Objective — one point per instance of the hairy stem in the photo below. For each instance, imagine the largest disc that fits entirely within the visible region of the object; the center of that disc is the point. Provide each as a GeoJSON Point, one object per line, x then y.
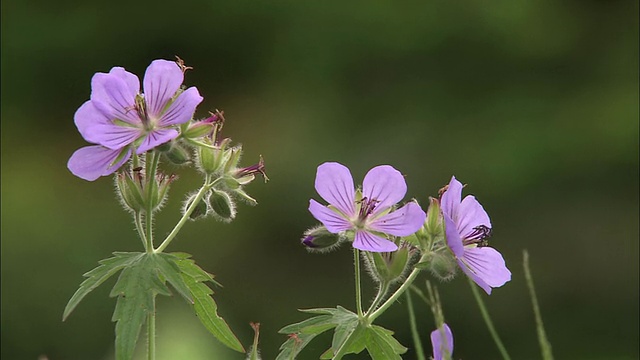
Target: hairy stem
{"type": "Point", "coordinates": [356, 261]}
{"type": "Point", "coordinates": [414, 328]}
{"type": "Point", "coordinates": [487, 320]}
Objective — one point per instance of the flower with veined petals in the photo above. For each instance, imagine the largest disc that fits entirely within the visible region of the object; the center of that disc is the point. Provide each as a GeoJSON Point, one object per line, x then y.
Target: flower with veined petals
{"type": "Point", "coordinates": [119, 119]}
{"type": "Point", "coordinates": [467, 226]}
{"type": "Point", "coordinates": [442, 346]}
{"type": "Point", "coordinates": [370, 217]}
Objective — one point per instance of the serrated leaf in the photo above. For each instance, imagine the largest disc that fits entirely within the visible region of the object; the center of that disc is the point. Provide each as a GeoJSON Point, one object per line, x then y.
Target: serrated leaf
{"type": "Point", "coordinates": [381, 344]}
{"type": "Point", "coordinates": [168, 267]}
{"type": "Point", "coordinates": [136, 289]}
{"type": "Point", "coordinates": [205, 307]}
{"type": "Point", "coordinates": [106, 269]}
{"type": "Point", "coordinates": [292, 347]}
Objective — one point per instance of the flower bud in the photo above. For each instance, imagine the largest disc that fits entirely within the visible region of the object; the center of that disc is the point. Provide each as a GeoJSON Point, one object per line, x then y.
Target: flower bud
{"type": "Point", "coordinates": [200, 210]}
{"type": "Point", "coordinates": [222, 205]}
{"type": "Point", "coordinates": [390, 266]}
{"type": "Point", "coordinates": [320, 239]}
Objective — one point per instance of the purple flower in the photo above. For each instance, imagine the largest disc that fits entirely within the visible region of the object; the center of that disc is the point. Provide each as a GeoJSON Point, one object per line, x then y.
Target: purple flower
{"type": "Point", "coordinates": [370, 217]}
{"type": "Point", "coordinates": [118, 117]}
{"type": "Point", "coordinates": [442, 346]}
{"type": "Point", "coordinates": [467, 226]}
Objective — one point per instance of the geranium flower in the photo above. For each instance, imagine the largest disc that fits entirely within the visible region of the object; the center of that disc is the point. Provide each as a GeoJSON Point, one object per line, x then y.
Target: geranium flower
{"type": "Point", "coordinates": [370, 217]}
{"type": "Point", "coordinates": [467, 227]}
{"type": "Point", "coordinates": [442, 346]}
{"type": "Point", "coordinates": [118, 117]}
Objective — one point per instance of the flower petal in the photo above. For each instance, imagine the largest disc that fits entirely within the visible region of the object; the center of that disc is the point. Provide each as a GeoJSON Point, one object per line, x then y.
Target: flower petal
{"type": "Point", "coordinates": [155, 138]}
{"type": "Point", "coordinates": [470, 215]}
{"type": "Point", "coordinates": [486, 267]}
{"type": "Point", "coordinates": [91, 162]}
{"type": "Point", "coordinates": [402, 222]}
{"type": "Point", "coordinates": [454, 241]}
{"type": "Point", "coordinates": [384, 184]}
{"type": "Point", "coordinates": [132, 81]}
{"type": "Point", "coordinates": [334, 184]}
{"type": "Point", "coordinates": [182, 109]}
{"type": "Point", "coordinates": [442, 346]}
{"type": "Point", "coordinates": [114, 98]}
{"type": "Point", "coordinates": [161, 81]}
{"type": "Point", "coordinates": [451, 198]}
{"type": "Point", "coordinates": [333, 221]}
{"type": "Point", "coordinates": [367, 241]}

---

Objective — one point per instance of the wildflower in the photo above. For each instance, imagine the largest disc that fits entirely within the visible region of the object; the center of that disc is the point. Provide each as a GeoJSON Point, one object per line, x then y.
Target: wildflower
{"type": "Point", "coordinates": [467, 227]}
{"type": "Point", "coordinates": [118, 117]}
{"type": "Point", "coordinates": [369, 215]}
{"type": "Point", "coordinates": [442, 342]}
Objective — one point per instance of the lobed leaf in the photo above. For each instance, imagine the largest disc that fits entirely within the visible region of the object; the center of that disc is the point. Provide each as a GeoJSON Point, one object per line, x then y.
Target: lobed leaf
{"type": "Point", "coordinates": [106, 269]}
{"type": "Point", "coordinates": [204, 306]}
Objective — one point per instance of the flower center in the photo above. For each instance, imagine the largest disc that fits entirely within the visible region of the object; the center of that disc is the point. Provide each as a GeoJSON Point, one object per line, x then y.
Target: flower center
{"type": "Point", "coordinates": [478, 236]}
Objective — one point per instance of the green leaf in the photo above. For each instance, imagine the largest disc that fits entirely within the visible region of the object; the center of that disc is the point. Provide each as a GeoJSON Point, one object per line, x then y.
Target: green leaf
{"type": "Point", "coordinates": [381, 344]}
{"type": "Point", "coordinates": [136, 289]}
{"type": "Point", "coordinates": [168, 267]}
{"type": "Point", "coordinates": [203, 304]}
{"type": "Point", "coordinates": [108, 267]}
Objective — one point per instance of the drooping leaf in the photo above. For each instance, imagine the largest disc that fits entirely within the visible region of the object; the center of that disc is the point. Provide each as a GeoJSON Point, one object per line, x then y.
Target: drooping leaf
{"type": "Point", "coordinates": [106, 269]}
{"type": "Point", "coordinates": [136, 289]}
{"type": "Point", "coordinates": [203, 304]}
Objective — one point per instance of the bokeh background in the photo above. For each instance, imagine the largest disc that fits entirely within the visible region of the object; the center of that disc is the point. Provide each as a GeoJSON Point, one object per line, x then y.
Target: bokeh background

---

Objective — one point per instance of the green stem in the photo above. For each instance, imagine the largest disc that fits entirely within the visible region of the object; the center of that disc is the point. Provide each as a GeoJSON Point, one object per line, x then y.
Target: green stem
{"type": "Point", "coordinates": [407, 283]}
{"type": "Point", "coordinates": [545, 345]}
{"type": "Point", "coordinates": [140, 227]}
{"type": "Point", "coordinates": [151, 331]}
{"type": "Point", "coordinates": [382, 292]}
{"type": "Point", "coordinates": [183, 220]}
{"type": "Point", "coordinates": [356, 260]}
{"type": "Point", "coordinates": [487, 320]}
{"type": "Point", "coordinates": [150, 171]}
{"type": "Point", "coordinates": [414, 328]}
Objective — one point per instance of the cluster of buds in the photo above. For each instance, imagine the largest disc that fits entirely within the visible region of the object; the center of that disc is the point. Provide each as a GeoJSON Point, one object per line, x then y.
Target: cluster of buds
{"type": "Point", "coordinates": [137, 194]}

Instructions for the task:
Find every line in the listing above that contains the word "hairy" and copy each of those lines out in full.

Answer below:
Objective — one point per instance of the hairy stem in the photo below. For each instance, imagine the largest disc that fits entirely within the visible region of the object; the center of that disc is the point. Provide each as a GeoJSON Point, one object per line, x then y.
Target: hairy stem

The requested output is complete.